# ФРАГМЕНТ ТЕКСТА
Растет на кургане над Доном-рекой
Суровый цветок — бессмертник.
Как будто из меди его лепестки,
И стебель свинцового цвета…
Стоит на кургане у самой реки
Цветок, не сгибаемый ветром.
Бессмертник — символ жизни. На кургане все было разворочено и сожжено. Смертельно раненный боец хотел ухватиться за ковыль, но в руках его оказался только пепел, зато ничто не затронуло удивительно стойкого цветка — бессмертника. И этот несгибаемый цветок стоит над мертвым бойцом как живой свидетель его победы. В этом стихотворении все песенно — и форма, и содержание, а появление второй строфы уже в конце, в качестве рефрена, еще больше усиливает близость.
В стихах Анатолия Софронова мы часто встречаем Дон с его плесами, с туманами и рыбными всплесками, с береговым черноталом, придонские степи с их травами — бессмертником, ковылем и полынком, со степными гривастыми копытистыми табунами. Дон с его трудовой и боевой казачьей славой. Как же иначе, если это родная земля поэта, давшая ему слово. Краски, что ложились на душу, окрасили потом стихи. Так перед работой над картиной загрунтовывается холст. Никакие оттенки красок уже не потеряются на таком холсте.
В те годы, когда зарождается песня и зреет любовь, будущий поэт и драматург жил среди казаков — в станице Усть-Медведицкой, в городе Новочеркасске, а потом в Ростове, работая на заводе «Ростсельмаш».
Говорят, что заводы не располагают к поэзии, однако жизнь опровергла такое мнение. Именно на заводе впервые прозвучали стихи молодого фрезеровщика. И не беда, что из тех стихов лишь немногие выдержали испытание временем. Завод не помешал молодому поэту на вечернем донском берегу развести свой костер.

# УСЛОВИЕ ЗАДАНИЯ
Продолжите текст о стихах Анатолия Софронова, начав сразу после его последнего предложения. Пункты, идущие после этого текста, взяты из другого источника.

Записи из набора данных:

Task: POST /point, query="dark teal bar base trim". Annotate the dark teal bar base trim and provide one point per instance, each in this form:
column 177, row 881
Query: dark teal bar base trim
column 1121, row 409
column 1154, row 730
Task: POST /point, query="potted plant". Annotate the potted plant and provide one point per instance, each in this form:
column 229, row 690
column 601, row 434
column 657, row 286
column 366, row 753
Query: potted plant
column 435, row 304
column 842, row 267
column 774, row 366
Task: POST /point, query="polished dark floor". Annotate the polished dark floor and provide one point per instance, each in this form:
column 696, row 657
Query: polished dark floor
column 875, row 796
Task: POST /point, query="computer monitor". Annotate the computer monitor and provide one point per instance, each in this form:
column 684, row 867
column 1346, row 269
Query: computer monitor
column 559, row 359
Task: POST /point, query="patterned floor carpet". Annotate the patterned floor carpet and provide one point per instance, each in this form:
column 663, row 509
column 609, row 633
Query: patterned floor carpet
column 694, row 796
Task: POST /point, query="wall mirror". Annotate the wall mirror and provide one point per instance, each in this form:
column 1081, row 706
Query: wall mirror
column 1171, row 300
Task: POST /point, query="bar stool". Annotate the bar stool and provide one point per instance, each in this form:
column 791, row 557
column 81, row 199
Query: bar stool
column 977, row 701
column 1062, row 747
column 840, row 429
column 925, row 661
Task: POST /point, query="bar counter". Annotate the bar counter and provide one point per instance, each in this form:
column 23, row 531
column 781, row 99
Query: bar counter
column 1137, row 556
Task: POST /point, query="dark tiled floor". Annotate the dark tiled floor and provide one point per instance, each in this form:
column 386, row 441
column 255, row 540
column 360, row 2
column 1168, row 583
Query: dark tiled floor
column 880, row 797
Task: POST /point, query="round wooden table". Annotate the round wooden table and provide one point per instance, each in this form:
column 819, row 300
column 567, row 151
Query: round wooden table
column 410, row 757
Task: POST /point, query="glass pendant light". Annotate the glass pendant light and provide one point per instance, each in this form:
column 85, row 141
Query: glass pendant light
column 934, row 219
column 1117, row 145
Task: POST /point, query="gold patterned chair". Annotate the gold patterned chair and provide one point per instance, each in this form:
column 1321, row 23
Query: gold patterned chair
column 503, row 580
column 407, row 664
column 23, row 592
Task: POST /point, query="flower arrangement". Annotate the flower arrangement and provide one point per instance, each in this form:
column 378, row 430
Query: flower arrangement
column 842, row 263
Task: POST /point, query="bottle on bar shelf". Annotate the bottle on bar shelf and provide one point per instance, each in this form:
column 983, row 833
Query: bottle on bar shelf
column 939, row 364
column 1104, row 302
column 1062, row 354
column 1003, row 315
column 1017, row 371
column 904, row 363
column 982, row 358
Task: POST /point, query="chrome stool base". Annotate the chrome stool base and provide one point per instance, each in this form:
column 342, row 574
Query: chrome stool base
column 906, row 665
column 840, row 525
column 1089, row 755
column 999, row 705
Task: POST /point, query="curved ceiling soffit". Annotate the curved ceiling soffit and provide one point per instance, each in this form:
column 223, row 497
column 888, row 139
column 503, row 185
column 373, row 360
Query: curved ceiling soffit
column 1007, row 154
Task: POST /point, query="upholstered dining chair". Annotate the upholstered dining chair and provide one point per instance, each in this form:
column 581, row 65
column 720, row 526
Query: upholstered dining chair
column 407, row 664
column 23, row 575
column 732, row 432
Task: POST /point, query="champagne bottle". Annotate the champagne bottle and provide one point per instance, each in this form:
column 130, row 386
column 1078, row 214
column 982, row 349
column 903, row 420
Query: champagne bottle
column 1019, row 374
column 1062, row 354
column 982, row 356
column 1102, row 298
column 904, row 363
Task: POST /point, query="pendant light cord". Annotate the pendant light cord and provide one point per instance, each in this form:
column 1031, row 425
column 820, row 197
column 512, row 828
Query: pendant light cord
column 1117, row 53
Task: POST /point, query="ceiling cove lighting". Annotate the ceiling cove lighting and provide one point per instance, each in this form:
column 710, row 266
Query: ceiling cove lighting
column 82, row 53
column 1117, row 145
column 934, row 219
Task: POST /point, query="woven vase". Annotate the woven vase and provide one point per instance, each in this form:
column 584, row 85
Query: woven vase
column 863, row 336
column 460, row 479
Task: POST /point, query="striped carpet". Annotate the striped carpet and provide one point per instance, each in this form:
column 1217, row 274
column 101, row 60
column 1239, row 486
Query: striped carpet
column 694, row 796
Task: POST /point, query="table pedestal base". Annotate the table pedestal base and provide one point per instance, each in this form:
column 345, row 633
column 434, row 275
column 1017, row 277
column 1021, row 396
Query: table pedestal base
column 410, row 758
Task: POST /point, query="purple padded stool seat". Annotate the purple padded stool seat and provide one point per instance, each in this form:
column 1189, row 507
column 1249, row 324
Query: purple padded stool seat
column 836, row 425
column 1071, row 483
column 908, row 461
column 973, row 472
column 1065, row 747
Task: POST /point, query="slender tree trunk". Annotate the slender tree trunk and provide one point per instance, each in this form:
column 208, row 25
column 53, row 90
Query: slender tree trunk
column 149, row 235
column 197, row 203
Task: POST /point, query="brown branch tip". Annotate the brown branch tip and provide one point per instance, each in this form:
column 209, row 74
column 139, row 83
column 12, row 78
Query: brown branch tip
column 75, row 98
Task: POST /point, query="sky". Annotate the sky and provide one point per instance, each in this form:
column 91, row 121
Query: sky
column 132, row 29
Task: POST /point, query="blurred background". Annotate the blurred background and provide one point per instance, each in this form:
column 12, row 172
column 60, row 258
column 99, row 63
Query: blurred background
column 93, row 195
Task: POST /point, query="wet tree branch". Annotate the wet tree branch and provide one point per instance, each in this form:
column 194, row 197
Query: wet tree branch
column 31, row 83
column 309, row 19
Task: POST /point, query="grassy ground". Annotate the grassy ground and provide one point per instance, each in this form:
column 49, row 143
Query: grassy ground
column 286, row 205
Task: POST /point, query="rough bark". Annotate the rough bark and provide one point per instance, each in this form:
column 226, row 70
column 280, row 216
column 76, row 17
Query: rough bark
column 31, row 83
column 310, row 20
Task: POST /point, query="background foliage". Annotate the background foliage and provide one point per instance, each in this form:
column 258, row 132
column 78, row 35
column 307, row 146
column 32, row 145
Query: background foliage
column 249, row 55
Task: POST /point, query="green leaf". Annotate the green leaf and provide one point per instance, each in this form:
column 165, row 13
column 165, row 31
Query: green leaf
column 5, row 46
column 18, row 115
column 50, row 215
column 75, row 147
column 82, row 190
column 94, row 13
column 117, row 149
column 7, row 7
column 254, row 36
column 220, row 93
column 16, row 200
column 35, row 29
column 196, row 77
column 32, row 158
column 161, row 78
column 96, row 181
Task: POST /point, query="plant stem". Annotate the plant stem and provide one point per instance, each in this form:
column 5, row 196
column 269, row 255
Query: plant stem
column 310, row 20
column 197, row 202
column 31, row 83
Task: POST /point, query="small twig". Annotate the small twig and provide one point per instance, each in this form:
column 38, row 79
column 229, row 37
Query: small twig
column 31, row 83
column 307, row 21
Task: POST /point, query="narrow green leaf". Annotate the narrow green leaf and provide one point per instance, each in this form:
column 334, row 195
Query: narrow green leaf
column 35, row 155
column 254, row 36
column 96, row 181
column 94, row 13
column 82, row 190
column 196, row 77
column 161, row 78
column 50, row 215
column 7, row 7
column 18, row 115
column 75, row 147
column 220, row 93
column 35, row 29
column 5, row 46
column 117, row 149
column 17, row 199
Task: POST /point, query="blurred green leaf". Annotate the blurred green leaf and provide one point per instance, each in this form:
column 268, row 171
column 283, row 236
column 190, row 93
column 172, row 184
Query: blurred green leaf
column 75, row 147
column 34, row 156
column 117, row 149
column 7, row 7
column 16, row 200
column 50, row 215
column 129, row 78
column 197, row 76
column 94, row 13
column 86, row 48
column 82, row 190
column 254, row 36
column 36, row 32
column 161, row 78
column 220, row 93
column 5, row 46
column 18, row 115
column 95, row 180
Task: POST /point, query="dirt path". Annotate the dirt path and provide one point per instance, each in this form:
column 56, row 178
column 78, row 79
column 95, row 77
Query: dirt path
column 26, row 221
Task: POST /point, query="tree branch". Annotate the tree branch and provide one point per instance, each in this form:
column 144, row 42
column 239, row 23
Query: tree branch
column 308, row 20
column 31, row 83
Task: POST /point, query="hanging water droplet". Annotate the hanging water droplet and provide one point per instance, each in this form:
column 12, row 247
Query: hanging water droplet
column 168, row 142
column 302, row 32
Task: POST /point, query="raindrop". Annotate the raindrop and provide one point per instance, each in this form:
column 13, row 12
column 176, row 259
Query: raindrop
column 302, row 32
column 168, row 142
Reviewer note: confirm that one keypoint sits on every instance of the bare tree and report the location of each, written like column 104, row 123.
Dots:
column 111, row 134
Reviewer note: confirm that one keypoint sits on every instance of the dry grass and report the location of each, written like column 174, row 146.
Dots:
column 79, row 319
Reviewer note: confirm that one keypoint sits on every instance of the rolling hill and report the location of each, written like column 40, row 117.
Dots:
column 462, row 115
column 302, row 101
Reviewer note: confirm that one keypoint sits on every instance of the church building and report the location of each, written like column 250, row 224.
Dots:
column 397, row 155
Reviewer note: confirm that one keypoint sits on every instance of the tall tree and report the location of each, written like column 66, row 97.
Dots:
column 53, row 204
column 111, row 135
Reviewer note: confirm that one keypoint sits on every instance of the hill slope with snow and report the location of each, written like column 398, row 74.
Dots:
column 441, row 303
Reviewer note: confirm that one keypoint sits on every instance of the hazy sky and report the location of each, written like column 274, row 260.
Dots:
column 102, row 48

# ОТВЕТ НА ЗАДАНИЕ
И огнем золотым тревожно
Полыхает во тьме костер.
Над горючей золой треножник
Ноги черные распростер.
Как я уже отмечал, в любви Софронова к донской земле существует давно осознанный вдохновляющий фактор; на ней живет и работает наш современник — Михаил Александрович Шолохов. Его герои настолько реальны, настолько душевно ощутимы, что кажется, будто они живут где-то рядом. Кажется, что неподалеку прошел Григорий Мелехов со своей перегруженной памятью, что в темноте чиркнули глаза озорной Лушки. Они, эти герои, еще не ушли от нас. Их трагические судьбы еще надо осмысливать. У них свои превращенья: из области прозы — в область поэзии. Об этом хорошо сказано в стихотворении Софронова «В станице Вешенской», посвященном Шолохову. Молодой поэт — стихотворение написано в тридцать восьмом году — среди станичных казачек ищет ту, бессмертную…
Хотелось бы немедля угадать:
В бордовой кофте или в кофте синей
Мелькнула за левадою Аксинья
И сколько лет ей можно ныне дать?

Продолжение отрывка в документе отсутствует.